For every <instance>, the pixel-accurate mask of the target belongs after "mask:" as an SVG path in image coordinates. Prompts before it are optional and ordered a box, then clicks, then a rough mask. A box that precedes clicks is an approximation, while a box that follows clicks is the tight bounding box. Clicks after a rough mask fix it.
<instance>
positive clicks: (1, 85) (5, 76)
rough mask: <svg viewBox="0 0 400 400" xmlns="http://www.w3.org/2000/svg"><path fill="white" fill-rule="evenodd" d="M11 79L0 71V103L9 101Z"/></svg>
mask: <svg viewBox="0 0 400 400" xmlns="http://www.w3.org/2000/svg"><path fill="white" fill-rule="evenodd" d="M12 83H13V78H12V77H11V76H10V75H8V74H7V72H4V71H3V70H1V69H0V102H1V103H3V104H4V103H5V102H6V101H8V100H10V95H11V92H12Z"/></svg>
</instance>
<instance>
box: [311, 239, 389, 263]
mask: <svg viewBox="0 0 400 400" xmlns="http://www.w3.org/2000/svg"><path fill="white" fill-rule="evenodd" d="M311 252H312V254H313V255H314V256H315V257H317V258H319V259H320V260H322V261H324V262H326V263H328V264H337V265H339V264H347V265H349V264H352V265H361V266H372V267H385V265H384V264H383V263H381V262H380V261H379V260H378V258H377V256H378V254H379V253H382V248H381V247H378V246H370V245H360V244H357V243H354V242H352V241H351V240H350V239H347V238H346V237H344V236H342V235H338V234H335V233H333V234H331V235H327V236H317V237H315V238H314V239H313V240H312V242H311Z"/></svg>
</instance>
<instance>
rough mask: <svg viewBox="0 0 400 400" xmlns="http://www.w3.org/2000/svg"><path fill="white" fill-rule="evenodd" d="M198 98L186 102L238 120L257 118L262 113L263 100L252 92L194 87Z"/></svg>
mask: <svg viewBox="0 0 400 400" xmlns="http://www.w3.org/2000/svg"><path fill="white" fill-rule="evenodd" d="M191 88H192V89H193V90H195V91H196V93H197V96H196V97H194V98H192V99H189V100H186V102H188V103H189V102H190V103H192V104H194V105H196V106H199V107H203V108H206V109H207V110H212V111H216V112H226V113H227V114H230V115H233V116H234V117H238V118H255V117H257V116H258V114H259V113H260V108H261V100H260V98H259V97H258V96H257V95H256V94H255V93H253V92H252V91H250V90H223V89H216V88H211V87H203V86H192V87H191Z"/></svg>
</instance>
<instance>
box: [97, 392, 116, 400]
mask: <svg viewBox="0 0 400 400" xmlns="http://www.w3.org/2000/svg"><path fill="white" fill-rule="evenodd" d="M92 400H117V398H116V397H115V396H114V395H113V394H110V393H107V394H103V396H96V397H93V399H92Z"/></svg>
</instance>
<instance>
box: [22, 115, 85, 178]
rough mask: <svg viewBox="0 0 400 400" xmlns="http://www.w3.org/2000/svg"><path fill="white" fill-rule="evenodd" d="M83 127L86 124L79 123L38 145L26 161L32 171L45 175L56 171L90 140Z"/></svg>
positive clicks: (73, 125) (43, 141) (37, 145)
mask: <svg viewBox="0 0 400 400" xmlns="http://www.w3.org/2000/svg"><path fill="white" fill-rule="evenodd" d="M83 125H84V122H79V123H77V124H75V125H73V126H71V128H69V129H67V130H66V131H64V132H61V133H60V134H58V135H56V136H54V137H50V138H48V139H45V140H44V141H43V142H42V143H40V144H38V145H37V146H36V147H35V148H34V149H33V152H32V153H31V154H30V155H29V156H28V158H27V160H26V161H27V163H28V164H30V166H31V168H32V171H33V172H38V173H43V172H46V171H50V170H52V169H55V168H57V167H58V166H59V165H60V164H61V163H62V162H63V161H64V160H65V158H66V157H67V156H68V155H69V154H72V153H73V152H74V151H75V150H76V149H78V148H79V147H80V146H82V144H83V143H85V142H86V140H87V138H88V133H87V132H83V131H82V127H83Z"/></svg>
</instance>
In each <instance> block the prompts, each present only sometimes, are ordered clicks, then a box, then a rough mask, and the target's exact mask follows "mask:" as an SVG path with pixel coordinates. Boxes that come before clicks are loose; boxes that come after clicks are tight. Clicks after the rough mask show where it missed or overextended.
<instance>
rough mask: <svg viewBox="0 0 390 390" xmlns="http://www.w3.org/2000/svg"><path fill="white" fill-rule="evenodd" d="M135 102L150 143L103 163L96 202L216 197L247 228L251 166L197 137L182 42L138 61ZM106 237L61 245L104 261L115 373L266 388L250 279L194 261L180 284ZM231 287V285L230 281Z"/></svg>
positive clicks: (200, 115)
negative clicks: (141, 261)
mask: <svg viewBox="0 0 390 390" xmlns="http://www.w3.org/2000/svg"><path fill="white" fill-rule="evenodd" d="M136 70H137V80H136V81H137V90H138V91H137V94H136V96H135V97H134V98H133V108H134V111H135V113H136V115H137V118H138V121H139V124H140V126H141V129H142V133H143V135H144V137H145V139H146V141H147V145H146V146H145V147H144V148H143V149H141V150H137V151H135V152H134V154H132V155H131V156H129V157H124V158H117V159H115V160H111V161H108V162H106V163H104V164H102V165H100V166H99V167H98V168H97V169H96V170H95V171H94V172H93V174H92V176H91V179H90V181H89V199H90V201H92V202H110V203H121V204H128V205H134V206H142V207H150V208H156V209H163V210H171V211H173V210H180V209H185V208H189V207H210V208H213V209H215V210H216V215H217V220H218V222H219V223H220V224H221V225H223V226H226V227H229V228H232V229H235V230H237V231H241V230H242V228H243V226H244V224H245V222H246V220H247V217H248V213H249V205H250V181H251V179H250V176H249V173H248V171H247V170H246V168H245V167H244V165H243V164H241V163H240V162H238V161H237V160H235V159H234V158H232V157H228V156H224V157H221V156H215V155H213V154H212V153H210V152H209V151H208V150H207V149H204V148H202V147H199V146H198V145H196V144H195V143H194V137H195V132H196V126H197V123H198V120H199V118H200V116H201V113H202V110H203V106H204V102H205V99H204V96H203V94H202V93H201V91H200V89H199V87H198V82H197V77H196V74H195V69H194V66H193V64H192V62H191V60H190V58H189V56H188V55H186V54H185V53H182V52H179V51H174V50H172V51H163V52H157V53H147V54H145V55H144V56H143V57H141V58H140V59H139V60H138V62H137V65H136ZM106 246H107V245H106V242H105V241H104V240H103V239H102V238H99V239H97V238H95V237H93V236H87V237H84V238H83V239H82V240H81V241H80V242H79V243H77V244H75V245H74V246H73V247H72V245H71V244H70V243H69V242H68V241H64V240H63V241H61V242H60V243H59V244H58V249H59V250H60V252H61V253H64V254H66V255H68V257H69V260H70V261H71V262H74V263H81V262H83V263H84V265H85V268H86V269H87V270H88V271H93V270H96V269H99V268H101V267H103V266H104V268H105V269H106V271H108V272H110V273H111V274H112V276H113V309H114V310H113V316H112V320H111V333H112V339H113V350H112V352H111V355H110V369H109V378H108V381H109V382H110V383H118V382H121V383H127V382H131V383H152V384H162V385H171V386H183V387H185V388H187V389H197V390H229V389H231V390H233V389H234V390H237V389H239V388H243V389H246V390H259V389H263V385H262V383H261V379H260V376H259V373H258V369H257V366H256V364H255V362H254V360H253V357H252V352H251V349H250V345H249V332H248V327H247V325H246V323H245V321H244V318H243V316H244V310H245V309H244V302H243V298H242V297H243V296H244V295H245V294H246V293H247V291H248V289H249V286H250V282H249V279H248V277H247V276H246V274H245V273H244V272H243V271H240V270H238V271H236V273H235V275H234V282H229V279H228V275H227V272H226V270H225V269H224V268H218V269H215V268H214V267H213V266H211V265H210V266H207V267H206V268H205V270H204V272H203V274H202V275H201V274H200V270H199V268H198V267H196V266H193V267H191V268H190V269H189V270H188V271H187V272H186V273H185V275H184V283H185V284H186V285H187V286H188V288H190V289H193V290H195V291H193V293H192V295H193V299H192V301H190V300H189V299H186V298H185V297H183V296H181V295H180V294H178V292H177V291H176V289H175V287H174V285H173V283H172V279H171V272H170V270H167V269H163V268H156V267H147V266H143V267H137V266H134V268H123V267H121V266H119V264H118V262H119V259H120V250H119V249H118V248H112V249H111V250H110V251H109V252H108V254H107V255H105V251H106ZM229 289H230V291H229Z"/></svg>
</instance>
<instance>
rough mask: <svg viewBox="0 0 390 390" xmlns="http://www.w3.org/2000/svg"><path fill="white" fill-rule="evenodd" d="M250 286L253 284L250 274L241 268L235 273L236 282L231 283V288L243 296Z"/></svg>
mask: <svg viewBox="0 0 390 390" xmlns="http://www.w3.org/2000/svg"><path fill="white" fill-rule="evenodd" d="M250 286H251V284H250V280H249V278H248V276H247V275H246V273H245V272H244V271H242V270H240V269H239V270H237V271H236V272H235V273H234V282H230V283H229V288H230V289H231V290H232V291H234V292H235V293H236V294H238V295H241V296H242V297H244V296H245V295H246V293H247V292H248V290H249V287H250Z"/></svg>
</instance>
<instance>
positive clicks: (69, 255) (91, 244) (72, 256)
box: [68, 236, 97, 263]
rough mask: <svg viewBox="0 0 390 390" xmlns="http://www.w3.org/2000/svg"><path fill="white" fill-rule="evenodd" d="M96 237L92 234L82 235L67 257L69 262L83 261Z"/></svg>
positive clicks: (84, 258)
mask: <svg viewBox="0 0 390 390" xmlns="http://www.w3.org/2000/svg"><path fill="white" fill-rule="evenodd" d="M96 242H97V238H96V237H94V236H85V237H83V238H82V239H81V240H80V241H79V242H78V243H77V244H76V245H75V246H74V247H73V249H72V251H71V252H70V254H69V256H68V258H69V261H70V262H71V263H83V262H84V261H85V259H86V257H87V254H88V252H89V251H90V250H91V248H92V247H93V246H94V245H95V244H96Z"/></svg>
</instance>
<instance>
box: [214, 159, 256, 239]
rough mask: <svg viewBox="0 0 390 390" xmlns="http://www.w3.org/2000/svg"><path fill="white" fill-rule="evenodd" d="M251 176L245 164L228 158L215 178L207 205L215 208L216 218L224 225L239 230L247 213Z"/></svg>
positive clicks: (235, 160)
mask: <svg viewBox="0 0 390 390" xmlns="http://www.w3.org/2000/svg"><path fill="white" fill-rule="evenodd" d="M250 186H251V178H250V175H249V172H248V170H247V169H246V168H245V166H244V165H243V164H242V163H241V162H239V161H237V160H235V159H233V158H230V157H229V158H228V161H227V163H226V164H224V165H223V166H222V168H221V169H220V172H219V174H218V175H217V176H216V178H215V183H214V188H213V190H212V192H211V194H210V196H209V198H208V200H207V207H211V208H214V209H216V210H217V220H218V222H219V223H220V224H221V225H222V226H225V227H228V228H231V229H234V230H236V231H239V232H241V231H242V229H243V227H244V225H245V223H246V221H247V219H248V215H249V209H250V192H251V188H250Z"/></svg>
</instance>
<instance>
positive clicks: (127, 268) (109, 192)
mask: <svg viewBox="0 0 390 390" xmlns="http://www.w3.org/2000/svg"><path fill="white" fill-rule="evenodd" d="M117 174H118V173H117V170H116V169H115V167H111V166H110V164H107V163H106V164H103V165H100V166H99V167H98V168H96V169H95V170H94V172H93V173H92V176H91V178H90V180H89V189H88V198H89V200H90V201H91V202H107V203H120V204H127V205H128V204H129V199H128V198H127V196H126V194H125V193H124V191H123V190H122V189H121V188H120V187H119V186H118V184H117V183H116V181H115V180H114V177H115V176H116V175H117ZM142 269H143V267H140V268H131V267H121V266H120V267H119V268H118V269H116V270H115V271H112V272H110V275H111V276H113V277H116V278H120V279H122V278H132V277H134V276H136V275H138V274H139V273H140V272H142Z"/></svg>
——————
▶ **EXERCISE**
Show the lines of the listing above with "target".

▶ **REPLY TO THE EXERCISE**
For every <instance>, the pixel-accurate mask of the target belongs after "mask:" as an SVG path in image coordinates. Prompts before it are optional and ordered a box, then clicks, then a rough mask. A box that precedes clicks is an approximation, while a box that follows clicks is the tight bounding box. Clicks after a rough mask fix it.
In each <instance> block the prompts, each present only sometimes, are ordered clicks, then a box, then a rough mask, and the target's exact mask follows "mask:" as an SVG path with pixel coordinates. Boxes that come before clicks are loose; boxes that come after clicks are tight. Clicks after the rough mask show where it missed or overextended.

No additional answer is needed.